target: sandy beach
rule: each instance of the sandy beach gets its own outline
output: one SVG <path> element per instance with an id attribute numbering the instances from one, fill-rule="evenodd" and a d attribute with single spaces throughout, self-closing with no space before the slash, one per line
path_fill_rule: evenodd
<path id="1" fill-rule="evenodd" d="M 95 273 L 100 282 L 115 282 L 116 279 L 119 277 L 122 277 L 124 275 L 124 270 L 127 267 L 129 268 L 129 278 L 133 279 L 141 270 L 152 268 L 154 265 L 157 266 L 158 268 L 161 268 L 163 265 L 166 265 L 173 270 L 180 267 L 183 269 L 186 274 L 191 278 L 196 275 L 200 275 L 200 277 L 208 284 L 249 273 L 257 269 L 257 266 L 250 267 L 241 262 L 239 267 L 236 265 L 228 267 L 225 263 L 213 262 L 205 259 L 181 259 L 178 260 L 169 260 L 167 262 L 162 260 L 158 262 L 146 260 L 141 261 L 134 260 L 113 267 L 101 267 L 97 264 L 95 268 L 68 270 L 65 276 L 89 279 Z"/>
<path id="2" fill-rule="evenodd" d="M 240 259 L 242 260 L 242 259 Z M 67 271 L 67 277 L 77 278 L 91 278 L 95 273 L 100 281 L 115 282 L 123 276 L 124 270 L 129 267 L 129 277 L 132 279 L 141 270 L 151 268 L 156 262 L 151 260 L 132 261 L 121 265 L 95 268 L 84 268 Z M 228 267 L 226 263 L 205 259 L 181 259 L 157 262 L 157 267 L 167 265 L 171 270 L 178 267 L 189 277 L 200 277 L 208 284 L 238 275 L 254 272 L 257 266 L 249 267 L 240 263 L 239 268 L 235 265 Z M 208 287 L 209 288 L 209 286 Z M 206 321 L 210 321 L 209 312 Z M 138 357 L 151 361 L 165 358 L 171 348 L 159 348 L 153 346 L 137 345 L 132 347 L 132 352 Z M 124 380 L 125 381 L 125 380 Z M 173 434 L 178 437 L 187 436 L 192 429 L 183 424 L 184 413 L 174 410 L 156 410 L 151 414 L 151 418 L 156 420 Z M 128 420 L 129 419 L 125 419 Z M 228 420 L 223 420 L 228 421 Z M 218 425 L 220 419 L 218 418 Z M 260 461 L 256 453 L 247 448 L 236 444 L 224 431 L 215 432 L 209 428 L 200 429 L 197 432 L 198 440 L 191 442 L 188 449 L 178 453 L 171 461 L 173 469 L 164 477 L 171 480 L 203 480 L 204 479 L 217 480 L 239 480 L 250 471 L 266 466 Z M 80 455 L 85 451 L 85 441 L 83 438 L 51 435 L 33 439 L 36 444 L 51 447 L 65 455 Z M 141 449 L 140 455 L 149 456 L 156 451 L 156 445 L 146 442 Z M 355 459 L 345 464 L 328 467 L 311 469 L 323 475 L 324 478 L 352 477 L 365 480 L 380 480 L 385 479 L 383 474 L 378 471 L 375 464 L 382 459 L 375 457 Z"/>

○ ○ ○

Set problem:
Copy every line of the entries above with no character, space, or line break changed.

Expected answer:
target: sandy beach
rule: each instance of the sandy beach gets its own outline
output: one SVG <path> element per instance with an id attribute numbering the instances from one, fill-rule="evenodd" and a d attribute with single spaces throughout, self-closing with no space before the slash, one per line
path_fill_rule: evenodd
<path id="1" fill-rule="evenodd" d="M 95 273 L 100 282 L 115 282 L 116 279 L 119 277 L 122 277 L 124 275 L 124 270 L 127 267 L 129 268 L 129 278 L 133 279 L 141 270 L 152 268 L 154 265 L 157 266 L 158 268 L 161 268 L 163 265 L 166 265 L 173 270 L 180 267 L 183 269 L 186 274 L 191 278 L 196 275 L 200 275 L 200 277 L 208 284 L 249 273 L 257 269 L 257 266 L 250 267 L 241 262 L 239 267 L 236 265 L 228 267 L 225 263 L 213 262 L 205 259 L 181 259 L 178 260 L 169 260 L 167 262 L 162 260 L 158 262 L 146 260 L 141 261 L 134 260 L 113 267 L 101 267 L 97 264 L 95 268 L 68 270 L 65 276 L 89 279 Z"/>
<path id="2" fill-rule="evenodd" d="M 240 259 L 242 260 L 242 259 Z M 67 271 L 67 277 L 77 278 L 91 278 L 95 273 L 100 281 L 115 282 L 123 276 L 124 270 L 129 267 L 129 277 L 132 279 L 141 270 L 151 268 L 156 262 L 151 260 L 132 261 L 121 265 L 95 268 L 84 268 Z M 228 267 L 226 263 L 205 259 L 181 259 L 157 262 L 157 267 L 167 265 L 171 270 L 178 267 L 189 277 L 200 277 L 208 284 L 238 275 L 254 272 L 257 266 L 249 267 L 240 263 L 239 268 L 235 265 Z M 208 287 L 209 288 L 209 286 Z M 206 321 L 210 321 L 209 312 Z M 138 357 L 151 361 L 165 358 L 171 348 L 159 348 L 153 346 L 137 345 L 132 347 L 132 352 Z M 124 380 L 125 381 L 125 380 Z M 173 434 L 178 437 L 187 436 L 192 429 L 183 424 L 184 413 L 174 410 L 156 410 L 151 414 L 151 418 L 156 420 Z M 128 420 L 129 419 L 125 419 Z M 228 420 L 223 420 L 228 421 Z M 218 425 L 220 419 L 218 418 Z M 260 461 L 256 453 L 247 448 L 236 444 L 224 431 L 215 432 L 209 428 L 200 429 L 197 432 L 198 440 L 191 442 L 188 449 L 178 453 L 171 461 L 173 469 L 164 477 L 171 480 L 203 480 L 204 479 L 217 480 L 239 480 L 250 471 L 266 466 Z M 80 455 L 85 451 L 85 441 L 83 438 L 51 435 L 33 439 L 36 444 L 51 447 L 65 455 Z M 141 449 L 140 455 L 149 456 L 156 451 L 156 445 L 146 442 Z M 355 459 L 345 464 L 328 467 L 311 469 L 323 475 L 324 478 L 352 477 L 365 480 L 380 480 L 385 479 L 383 474 L 378 471 L 375 464 L 382 459 L 375 457 Z"/>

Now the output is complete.